**WORK TASK 1:** List every purpose for which medical professionals depend on antiviral drugs, according to the flu research text.
**WORK TASK 2:** Resume the flu research text after its final sentence.

**READING TEXT:**
• • • • •

His work also involves hemagglutinin (HA), the exterior head of influenza virus’ surface protein, which is different for each virus. Using reverse genetics methods, Kang’s laboratory has developed recombinant influenza virus vaccines that are decorated with chimeric HA-M2e conjugate molecules from different influenza viruses. The vaccines use both virus-neutralizing full-length HA and extra conserved M2e epitopes that offer the opportunity for universal protection. This new approach has been reported in the journal Antiviral Research.
“This technology of engineering recombinant influenza viruses has enabled the generation of more effective flu vaccines that are highly compatible with current vaccine platforms and confer effective protection against seasonal viruses as well as cross protection against drifted pandemic viruses,” Kang said.
In another study published in the journal Virology, Kang found that NA, the second major surface antigen (a foreign substance that induces an immune response in the body) on flu viruses, can provide cross-protective immunity against antigenically different influenza viruses when delivered via a virus-like particle carrier. In addition to the strain-specific neutralizing target of HA, vaccine approaches effectively generating immunity against the conserved parts of antigens such as M2e, NA and the stalk region of HA are expected to provide a new applicable, translational and effective universal flu vaccine in the near future.
Institute for Biomedical Sciences professor Richard Plemper wants to help treat those who have already become sick with the flu.
Medical professionals depend on antiviral drugs to prevent serious complications, alleviate flu symptoms and shorten the length of illness, but new drugs are urgently needed because the virus has outsmarted existing treatments.
Tamiflu is increasingly compromised by resistance in circulating strains and the recently approved drug Xofluza has induced viral resistance in 10 percent of patients in clinical trials.

• • • • •

**DATA FOR REVIEW:**
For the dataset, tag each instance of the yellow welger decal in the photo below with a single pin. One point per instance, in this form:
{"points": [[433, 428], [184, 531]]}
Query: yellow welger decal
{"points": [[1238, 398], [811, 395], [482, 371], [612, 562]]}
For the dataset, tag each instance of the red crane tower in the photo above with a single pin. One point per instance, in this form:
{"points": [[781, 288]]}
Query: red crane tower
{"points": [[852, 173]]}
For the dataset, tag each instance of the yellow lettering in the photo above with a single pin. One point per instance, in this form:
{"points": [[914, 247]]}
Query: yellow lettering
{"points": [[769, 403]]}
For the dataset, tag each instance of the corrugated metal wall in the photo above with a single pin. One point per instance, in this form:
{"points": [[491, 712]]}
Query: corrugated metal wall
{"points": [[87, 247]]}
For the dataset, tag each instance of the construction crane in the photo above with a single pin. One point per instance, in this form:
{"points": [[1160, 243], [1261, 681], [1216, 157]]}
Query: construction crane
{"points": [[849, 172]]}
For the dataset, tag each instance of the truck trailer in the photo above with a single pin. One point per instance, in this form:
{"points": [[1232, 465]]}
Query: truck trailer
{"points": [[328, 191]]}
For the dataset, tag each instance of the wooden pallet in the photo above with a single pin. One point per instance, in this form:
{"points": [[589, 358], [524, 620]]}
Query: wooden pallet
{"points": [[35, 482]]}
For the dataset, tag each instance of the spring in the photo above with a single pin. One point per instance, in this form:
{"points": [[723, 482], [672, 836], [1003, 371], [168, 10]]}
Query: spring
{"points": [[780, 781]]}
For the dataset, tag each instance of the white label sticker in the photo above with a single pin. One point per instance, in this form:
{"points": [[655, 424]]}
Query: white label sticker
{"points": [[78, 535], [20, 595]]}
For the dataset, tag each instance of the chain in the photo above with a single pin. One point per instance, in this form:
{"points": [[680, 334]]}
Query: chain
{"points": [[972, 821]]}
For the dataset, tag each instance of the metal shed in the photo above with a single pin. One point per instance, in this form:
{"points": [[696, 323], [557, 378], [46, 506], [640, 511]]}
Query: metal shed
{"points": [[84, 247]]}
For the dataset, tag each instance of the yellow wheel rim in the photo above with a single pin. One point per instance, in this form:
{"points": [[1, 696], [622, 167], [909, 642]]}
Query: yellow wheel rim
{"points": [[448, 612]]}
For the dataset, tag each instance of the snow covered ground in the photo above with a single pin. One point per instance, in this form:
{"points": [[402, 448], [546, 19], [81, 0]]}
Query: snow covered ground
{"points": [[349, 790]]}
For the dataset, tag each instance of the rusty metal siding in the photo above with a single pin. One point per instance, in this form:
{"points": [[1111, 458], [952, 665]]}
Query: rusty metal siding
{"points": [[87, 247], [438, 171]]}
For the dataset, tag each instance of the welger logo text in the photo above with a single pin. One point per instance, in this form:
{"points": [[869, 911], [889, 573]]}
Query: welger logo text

• • • • •

**WRITTEN RESPONSE 1:**
- Prevent serious complications
- Alleviate flu symptoms
- Shorten the length of illness

**WRITTEN RESPONSE 2:**
Last year, Plemper received a five-year $5 million grant from the NIH-NIAID to develop a new antiviral flu treatment. The funding is designed to advance translational research projects that have already met critical milestones toward development and have a high likelihood of advancing to clinical testing. Plemper, the principal investigator, has been collaborating with colleagues from the Emory Institute for Drug Development, the University of Georgia and Drug Innovation Ventures at Emory (DRIVE) to advance a novel compound toward an investigational study.
Plemper established an automated drug screening facility at Georgia State and determined dosing requirements for effective antiviral therapy against seasonal and highly pathogenic flu viruses in ferrets and human respiratory epithelial cell cultures. This information will provide insight for clinical trials and human therapy.
In a recent study published in the journal Science Translational Medicine, Plemper and his colleagues demonstrated that this new antiviral drug compound was highly effective in treating influenza infection in ferrets and human airway tissue. The drug blocks RNA polymerase, the enzyme that plays a central role in replicating the genome of the virus, causing mutations in its genetic material. If enough mutations occur, the genome becomes nonfunctional and the virus cannot replicate.
“The compound is highly efficacious against influenza,” Plemper said. “It’s orally available, it’s broad-spectrum against all influenza virus strains tested and, most important, it establishes a high barrier against viral escape from inhibition. We have not identified specific resistance mutations yet and are confident to say that the genetic barrier against viral resistance is high. We believe that this compound has high clinical potential as a next-generation influenza drug that combines key antiviral features.”